PROVIDED PASSAGE
Steve Earle is, of course, more than just a singer and songwriter. He’s an acclaimed actor, an activist fiercely opposed to capital punishment, a successful author, and a playwright. His ‘Guitar Town’ series on YouTube is also well worth checking out if you’re into guitars, as each episode takes you through a different guitar in his extensive collection of vintage instruments and shows he has presenter skills as well. There doesn’t seem to be much he can’t do!
Steve Earle is everything we expect from a great americana artist. His music incorporates folk, country, blues, and rock and he’s even ventured into bluegrass territory (1999’s ‘The Mountain’, recorded with the Del McCoury Band). He addresses the issues that need addressing, he’s not afraid to speak out and he’s not afraid to try something new and he’s also not afraid to put his own spin on the things he does try. He’s a collaborator who enjoys working with others but is equally happy to walk out on stage with just an acoustic guitar. He has, so far, recorded 22 studio albums, 6 live albums, and released 9 compilations. He has received 7 Grammy nominations and won the award on 3 occasions. And as has been noted before, he writes very, very good songs.

EXERCISE INSTRUCTIONS
• A. Answer these questions about the Steve Earle passage:
(i) What is the name of Earle's YouTube series?
(ii) With which band did he record 'The Mountain'?
(iii) On how many occasions has he won a Grammy?
• B. Could you retype the part of the Steve Earle passage starting with "Steve Earle is everything" and going on through "very good songs."?

Data entries:
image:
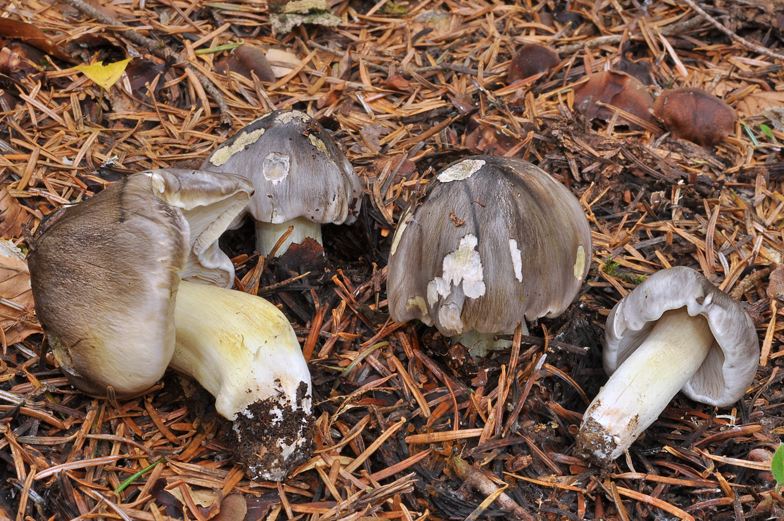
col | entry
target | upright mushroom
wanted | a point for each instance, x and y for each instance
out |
...
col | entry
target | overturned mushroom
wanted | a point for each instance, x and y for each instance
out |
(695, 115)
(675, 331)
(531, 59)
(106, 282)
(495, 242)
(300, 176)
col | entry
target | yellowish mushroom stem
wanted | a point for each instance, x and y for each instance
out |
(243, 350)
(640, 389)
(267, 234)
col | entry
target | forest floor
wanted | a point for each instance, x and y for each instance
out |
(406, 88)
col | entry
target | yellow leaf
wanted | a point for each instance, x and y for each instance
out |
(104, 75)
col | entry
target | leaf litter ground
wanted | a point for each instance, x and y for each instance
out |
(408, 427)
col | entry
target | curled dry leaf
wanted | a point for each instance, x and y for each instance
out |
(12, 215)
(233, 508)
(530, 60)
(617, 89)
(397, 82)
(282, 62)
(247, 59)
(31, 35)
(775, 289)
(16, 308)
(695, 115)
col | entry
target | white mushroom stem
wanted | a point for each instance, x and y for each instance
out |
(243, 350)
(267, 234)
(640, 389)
* * *
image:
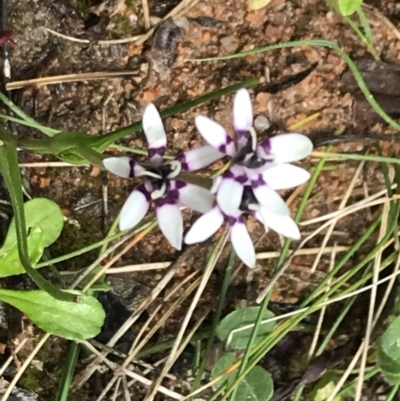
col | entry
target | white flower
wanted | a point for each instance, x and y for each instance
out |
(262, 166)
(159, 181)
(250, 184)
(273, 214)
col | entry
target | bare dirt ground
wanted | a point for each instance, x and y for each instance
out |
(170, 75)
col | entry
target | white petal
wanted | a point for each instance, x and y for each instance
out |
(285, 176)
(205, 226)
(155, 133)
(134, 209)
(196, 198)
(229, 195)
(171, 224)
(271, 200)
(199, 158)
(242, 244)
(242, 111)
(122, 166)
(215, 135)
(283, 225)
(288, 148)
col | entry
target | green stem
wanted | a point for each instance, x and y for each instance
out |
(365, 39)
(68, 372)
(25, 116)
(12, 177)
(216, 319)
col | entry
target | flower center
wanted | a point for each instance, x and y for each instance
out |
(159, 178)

SOLUTION LIST
• A.
(i) 'Guitar Town'
(ii) The Del McCoury Band
(iii) 3

• B.
Steve Earle is everything we expect from a great americana artist. His music incorporates folk, country, blues, and rock and he’s even ventured into bluegrass territory (1999’s ‘The Mountain’, recorded with the Del McCoury Band). He addresses the issues that need addressing, he’s not afraid to speak out and he’s not afraid to try something new and he’s also not afraid to put his own spin on the things he does try. He’s a collaborator who enjoys working with others but is equally happy to walk out on stage with just an acoustic guitar. He has, so far, recorded 22 studio albums, 6 live albums, and released 9 compilations. He has received 7 Grammy nominations and won the award on 3 occasions. And as has been noted before, he writes very, very good songs.